*Set exercise:* From the review of the Meyerbeer recording below, extract word for word the passage that starts at "During the early" and stops after "and Cathrine Puertolas.".

:: Excerpt provided ::

Let me also mention at once that this is not a series of lollipops disconnected from their context. Instead we get several long scenes with both chorus and other soloists, which is very valuable. The first excerpt is Berthe’s Mon coeur s’élance et palpite from Le Prophète. As in most of the great female roles there is a profusion of coloratura and Diana Damrau is in glorious voice. Robert le Diable from 1831 was Meyerbeer’s real breakthrough, and Isabelle’s aria contains one of his most memorable melodies. Alimelek, oder Die beiden Kalifen is an early work, written when the composer was just 22, but even then he was an accomplished musician. This is a World Premiere Recording, and even though it contains a fair share of coloratura the aria is also an agreeable listen.
During the early 20th century, when the gramophone record was still in its infancy, prima donnas like Luisa Tetrazzini and Amelita Galli-Curci turned to Catherine’s arias from L’Étoile du Nord to show off their fluent coloratura. The opera, from 1854, is partly based on a ten-year-older German-language singspiel, Ein Feldlager in Schlesien. The Air from the third act is certainly one of the most fiendishly difficult arias anywhere, and as often is the case in such repertoire the soprano has to combat with a flute – here even two, marvellously played by Julien Beaudiment and Cathrine Puertolas.
Meyerbeer’s last opera, L’Africaine, or Vasco da Gama, as was its original title, is well-known to most opera lovers through the celebrated tenor aria O Paradis from act 4, recorded by most great tenors since the advent of the gramophone record. But there is much else to admire and on this disc there are two arias for Inès, the daughter of Admiral Don Diego, who is forced by her father to marry another man when it is Vasco da Gama she loves. Both arias are great music and in the second of them (tr. 11) we also encounter Anna, Inès’s confidante, expertly sung by Kate Aldrich.
The Italian-language Il Crociato in Egitto has been recorded complete twice, by Opera Rara and Naxos. I have the Naxos and there are several good things on it, but several of the singers are rather vibrato-laden. My colleague Robert Hugill, who reviewed it at Musicweb, summarized his impressions: ‘If you are curious about the Italian Meyerbeer then this set will give you a strong flavour of the piece, but Meyerbeer lovers will want to stick to the Opera Rara discs.’ The great dramatic scene on the present disc with two of the main characters, Palmide and Aladino, the latter role sung by Laurent Naouri, is as good sample of the opera as any.

:::
:: Data shown ::

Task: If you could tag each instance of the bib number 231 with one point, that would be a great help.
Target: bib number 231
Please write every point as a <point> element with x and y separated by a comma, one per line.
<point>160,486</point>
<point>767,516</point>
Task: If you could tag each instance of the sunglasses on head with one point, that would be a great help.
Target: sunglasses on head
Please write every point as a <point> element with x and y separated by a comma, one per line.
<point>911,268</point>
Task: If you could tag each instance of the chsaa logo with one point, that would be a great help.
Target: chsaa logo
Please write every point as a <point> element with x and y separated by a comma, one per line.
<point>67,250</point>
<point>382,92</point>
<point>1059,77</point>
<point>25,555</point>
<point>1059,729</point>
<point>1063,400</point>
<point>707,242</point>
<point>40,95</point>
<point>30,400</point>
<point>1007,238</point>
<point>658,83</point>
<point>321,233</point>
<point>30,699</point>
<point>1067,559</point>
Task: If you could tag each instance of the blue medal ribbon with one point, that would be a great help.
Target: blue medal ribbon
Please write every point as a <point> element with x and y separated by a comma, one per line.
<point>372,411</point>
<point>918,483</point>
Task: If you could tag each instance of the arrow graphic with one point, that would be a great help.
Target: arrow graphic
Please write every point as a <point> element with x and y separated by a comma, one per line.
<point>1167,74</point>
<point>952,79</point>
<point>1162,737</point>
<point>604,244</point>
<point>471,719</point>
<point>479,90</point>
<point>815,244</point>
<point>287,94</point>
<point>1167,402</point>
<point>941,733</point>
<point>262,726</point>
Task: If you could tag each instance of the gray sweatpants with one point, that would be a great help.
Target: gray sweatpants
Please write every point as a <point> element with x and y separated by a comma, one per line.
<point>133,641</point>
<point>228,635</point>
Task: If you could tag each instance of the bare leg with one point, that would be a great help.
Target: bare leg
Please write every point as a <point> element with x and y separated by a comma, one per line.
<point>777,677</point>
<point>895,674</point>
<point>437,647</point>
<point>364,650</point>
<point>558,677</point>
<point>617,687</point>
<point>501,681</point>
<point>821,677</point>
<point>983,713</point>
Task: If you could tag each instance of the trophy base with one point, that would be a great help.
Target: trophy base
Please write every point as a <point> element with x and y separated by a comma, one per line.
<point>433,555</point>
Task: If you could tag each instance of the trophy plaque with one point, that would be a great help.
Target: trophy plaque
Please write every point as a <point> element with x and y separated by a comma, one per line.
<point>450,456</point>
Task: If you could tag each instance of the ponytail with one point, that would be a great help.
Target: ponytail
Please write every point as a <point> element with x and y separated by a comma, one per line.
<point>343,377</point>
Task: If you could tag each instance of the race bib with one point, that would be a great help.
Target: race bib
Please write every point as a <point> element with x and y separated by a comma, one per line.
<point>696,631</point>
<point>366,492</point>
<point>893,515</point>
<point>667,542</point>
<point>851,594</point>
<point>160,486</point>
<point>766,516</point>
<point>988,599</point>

:::

*Correct response:*
During the early 20th century, when the gramophone record was still in its infancy, prima donnas like Luisa Tetrazzini and Amelita Galli-Curci turned to Catherine’s arias from L’Étoile du Nord to show off their fluent coloratura. The opera, from 1854, is partly based on a ten-year-older German-language singspiel, Ein Feldlager in Schlesien. The Air from the third act is certainly one of the most fiendishly difficult arias anywhere, and as often is the case in such repertoire the soprano has to combat with a flute – here even two, marvellously played by Julien Beaudiment and Cathrine Puertolas.